**De opdracht:**
Neem alle regels van de onderstaande gegevens volledig over, de verzoeken inbegrepen, en vermenigvuldig elk getal in de antwoorden, zoals de coördinaten van de contouren, met 2,15. Rond de uitkomsten af op hele getallen, met halven naar boven, en laat de getallen in de verzoeken en in het voorbeeldformaat ongewijzigd.

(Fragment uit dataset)
━━━━━━━━━━━━━━━━
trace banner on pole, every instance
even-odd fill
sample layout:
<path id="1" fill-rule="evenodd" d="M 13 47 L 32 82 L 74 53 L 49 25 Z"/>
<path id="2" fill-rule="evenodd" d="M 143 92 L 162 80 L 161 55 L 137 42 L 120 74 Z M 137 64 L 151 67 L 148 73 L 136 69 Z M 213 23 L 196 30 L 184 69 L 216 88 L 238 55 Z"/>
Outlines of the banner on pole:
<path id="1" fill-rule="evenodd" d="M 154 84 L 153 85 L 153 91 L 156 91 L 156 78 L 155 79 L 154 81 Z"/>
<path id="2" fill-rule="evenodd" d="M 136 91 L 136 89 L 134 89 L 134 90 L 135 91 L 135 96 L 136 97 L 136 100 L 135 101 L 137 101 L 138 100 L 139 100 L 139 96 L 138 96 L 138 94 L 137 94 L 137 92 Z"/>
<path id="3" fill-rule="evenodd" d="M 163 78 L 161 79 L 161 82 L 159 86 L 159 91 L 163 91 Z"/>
━━━━━━━━━━━━━━━━
**Antwoord op opdracht:**
trace banner on pole, every instance
even-odd fill
sample layout:
<path id="1" fill-rule="evenodd" d="M 13 47 L 32 82 L 74 53 L 49 25 Z"/>
<path id="2" fill-rule="evenodd" d="M 143 92 L 162 80 L 161 55 L 137 42 L 120 74 Z M 137 64 L 151 67 L 148 73 L 136 69 Z M 213 23 L 196 30 L 184 69 L 216 88 L 238 55 Z"/>
Outlines of the banner on pole:
<path id="2" fill-rule="evenodd" d="M 331 181 L 329 183 L 329 196 L 335 196 L 335 168 L 333 170 L 331 174 Z"/>
<path id="4" fill-rule="evenodd" d="M 292 196 L 292 191 L 288 191 L 288 194 L 290 196 L 290 206 L 292 209 L 292 215 L 290 217 L 295 217 L 297 215 L 299 215 L 299 206 L 297 206 L 297 202 L 295 202 L 295 198 Z"/>
<path id="6" fill-rule="evenodd" d="M 350 168 L 346 170 L 346 176 L 342 185 L 342 196 L 350 196 Z"/>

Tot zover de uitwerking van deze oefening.